DIRECTION:
Print the data that follows exactly.

RAW DATA:
□ □ □

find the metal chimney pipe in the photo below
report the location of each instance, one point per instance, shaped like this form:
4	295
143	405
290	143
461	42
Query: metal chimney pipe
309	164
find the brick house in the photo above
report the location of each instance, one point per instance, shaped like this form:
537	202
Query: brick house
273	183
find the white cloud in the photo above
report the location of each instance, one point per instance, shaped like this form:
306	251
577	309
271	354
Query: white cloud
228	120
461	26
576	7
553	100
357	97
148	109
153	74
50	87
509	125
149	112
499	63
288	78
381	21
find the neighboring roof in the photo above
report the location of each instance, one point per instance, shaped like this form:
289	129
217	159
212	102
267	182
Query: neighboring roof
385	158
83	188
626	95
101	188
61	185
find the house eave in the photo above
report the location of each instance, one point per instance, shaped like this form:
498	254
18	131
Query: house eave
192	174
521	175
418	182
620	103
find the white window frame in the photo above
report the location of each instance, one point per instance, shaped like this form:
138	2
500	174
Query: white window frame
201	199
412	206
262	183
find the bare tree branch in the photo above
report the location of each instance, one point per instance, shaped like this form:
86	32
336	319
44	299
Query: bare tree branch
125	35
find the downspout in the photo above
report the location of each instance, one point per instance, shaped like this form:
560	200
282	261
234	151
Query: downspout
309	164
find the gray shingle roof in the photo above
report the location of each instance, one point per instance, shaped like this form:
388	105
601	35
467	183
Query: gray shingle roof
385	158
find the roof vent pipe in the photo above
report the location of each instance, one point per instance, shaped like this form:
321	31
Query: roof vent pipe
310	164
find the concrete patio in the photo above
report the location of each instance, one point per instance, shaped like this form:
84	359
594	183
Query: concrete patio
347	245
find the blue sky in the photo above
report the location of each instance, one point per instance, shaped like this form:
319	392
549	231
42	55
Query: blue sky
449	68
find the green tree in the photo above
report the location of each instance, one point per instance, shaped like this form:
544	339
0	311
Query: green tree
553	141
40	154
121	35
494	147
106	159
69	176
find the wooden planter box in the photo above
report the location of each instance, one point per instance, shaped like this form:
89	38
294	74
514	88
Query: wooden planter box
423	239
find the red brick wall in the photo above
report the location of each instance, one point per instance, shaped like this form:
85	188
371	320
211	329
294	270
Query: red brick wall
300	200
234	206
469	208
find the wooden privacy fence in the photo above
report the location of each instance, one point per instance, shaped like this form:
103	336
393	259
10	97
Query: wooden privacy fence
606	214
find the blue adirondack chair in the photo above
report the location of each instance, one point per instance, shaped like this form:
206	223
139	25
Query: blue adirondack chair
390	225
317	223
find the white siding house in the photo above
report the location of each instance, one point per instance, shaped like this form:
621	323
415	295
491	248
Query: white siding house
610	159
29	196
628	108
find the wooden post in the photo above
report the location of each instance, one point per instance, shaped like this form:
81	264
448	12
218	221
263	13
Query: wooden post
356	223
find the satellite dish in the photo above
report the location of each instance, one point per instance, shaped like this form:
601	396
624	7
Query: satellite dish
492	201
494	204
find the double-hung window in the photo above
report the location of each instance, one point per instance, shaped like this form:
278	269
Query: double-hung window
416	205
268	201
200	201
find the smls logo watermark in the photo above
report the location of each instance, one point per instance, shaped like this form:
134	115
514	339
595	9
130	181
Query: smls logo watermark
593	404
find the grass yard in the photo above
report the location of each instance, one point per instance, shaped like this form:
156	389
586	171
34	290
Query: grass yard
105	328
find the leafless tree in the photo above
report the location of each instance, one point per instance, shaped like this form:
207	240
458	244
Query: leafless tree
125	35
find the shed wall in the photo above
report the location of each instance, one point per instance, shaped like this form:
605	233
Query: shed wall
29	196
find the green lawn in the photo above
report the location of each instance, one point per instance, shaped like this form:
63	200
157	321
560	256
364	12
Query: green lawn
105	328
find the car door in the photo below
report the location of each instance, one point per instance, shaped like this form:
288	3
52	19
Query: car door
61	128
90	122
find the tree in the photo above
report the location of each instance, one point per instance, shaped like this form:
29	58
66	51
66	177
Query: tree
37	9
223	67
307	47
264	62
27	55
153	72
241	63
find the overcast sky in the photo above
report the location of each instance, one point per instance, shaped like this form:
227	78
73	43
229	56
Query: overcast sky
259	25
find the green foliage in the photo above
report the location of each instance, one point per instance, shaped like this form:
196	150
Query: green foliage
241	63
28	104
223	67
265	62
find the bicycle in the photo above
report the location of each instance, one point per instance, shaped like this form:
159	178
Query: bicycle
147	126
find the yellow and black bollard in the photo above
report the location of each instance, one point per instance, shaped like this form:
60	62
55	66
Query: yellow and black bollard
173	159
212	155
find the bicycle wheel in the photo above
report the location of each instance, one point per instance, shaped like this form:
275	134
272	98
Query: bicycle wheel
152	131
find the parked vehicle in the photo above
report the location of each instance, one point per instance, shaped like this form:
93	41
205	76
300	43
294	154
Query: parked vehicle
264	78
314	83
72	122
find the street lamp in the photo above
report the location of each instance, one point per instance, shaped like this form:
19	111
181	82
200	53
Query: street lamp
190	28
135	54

□ □ □

ANSWER TO THIS PROBLEM:
find the metal chimney pipe in the photo below
report the location of each instance, one point per instance, shaped like this form:
4	295
143	405
290	143
461	42
Query: metal chimney pipe
309	164
find the brick house in the photo above
report the location of each instance, one point per instance, shaped like this form:
537	202
Query: brick house
273	183
find the white cloud in the photo above
report the location of each instance, one point per instance, shaped like this form:
306	251
577	309
271	354
Query: white cloud
228	120
461	26
576	7
553	100
357	97
148	109
153	74
50	87
509	125
149	112
499	63
288	78
381	21
find the neighboring roof in the photo above
report the location of each instance, one point per instance, shaped like this form:
289	129
217	159
212	102
267	182
Query: neighboring roof
385	158
83	188
626	95
101	188
61	185
find the house eave in the photo above
report the location of each instance, one point per instance, shaped like this form:
498	254
18	131
Query: house eave
192	174
521	175
418	182
620	103
find the white window frame in the photo above
report the location of each instance, one point per instance, shaped like this form:
138	2
500	174
Query: white window frame
201	199
412	206
262	183
find the bare tree branch in the photo above
report the location of each instance, one point per instance, shaped like this form:
86	32
336	319
44	299
Query: bare tree branch
125	35
find the downspout in the photo above
report the location of each instance, one point per instance, shaped like this form:
560	200
282	261
234	151
Query: downspout
309	164
find the gray shingle roof in the photo above
report the location of each instance, one point per instance, shaped like this form:
388	105
601	35
467	183
Query: gray shingle roof
385	158
find the roof vent pipe in the photo above
report the location of each instance, one point per instance, shaped like this form:
321	31
Query: roof vent pipe
310	164
find the concrete patio in the photo above
report the location of each instance, one point per instance, shaped like this form:
84	359
594	183
Query: concrete patio
347	245
find the blue sky in the photo above
report the location of each instance, one point per instance, shaped like this form:
319	392
549	231
42	55
Query: blue sky
449	68
find the green tree in the photo above
report the location of each instance, one point per instance, shaped like this form:
544	339
0	311
Query: green tree
553	141
40	154
121	35
494	147
106	159
69	176
find the wooden planter box in the photo above
report the location of each instance, one point per instance, shaped like this form:
89	38
294	74
514	88
Query: wooden planter box
423	239
find the red brick wall in the photo above
report the location of each instance, one point per instance, shaped like this form:
85	188
371	320
211	329
294	270
Query: red brick wall
300	200
234	206
469	208
find the wooden privacy fence in the photo above
report the location of each instance, one point per instance, shaped like this form:
103	336
393	259
10	97
Query: wooden privacy fence
606	214
find the blue adirondack chair in the photo above
report the location of each instance, one point per instance, shaped like this form:
206	223
139	25
Query: blue adirondack chair
390	225
317	223
find the white siding house in the photo above
report the location of each instance, one point per instance, shaped like this form:
621	323
415	295
491	248
Query: white siding house
610	159
29	196
628	108
find the wooden post in the photo above
report the location of each instance, one point per instance, shaped like this form:
81	264
448	12
218	221
263	13
Query: wooden post
356	223
find the satellite dish in the photo above
report the location of each instance, one point per instance, shaped like this form:
601	396
624	7
Query: satellite dish
492	201
494	204
find the double-hung window in the photo above
report the location of each instance, one point per instance, shaped like this form:
278	269
Query: double-hung window
416	205
268	201
200	201
find the smls logo watermark in the photo above
report the location of each instance, one point per instance, shaped like this form:
134	115
514	339
595	9
130	181
Query: smls logo watermark
593	404
find the grass yard in the photo above
report the location of each instance, one point per instance, shaped like this form:
156	389
586	171
34	290
Query: grass yard
105	328
find the leafless tree in the photo above
report the location of each instance, one point per instance, shaped like this form:
207	240
458	244
Query: leafless tree
125	35
find the shed wall in the photo above
report the location of each instance, one point per instance, shaped like this form:
605	233
Query: shed wall
29	196
find the green lawn in the photo above
report the location of each instance, one point per instance, shaped like this form:
63	200
157	321
560	256
364	12
Query: green lawn
105	328
find the car door in the photo below
report the location of each instance, one point per instance, shaped like this form:
288	3
52	19
Query: car door
61	128
90	122
find the tree in the photo above
report the location of each instance, one point per instance, shaped like this form:
29	58
66	51
66	177
Query: tree
37	9
223	67
307	47
264	62
27	55
153	72
241	63
find the overcast sky in the photo above
report the location of each instance, one point per instance, shaped like this form:
227	78
73	43
229	56
Query: overcast sky
259	25
find the green foliage in the photo above
report the location of each instance, one point per instance, shaped like this form:
196	150
Query: green foliage
241	63
28	104
223	67
265	62
find the bicycle in the photo above
report the location of each instance, one point per instance, shaped like this form:
159	178
Query: bicycle
147	126
find the yellow and black bollard in the photo above
report the location of each instance, one point per instance, shaped like this form:
60	62
55	66
Query: yellow and black bollard
173	159
212	155
find the bicycle wheel in the photo above
report the location of each instance, one point per instance, shaped like this form:
275	134
272	98
Query: bicycle wheel
152	131
find the parked vehicle in the photo above
report the location of each instance, one point per instance, shaped like this form:
93	41
205	76
300	43
294	154
Query: parked vehicle
264	78
314	83
72	122
find the street lamp in the photo above
report the location of each instance, one point per instance, shaped like this form:
19	111
181	82
200	53
Query: street lamp
190	28
135	54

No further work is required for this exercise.